PROBLEM REQUIREMENTS » Collect every line in the data below that contains the string "floor", matching case exactly.
:: INFORMATION SHOWN
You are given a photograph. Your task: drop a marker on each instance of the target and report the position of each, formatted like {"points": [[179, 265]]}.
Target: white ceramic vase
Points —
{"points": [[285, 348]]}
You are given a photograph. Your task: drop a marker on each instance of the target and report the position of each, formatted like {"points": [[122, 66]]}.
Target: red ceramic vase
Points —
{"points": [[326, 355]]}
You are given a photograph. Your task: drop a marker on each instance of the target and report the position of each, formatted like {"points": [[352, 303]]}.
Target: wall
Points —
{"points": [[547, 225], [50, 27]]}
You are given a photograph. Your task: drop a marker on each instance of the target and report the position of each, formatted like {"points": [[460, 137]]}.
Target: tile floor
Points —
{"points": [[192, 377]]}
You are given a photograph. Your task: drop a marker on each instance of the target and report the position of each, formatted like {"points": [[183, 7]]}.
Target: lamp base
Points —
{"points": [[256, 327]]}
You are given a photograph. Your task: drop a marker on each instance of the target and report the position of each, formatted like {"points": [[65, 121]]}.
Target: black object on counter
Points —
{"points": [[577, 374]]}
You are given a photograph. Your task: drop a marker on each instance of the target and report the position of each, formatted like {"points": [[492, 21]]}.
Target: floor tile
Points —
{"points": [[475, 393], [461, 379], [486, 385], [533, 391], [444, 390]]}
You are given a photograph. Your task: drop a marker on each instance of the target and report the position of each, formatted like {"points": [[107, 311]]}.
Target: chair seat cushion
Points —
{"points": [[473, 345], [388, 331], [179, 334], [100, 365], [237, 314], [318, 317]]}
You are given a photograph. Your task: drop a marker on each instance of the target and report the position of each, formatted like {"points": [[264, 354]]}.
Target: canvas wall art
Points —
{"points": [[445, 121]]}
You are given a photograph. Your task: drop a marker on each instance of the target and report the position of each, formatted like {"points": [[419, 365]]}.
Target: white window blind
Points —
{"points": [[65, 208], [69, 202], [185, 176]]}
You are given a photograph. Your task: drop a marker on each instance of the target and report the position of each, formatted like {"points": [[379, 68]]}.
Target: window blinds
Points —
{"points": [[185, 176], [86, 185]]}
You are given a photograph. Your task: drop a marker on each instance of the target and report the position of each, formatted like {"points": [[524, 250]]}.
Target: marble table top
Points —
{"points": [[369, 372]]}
::::
:: INFORMATION SHOWN
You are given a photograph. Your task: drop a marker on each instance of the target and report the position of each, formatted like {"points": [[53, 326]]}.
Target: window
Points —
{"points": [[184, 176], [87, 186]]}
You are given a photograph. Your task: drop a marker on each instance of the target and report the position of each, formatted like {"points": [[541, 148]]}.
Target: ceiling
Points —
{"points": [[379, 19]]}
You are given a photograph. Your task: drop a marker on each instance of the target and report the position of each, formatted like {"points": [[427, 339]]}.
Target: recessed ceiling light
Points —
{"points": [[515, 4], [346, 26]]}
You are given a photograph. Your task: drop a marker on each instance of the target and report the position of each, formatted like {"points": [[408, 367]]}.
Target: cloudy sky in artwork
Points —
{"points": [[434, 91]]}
::::
WRITTEN SOLUTION »
Target: tile floor
Target: floor tile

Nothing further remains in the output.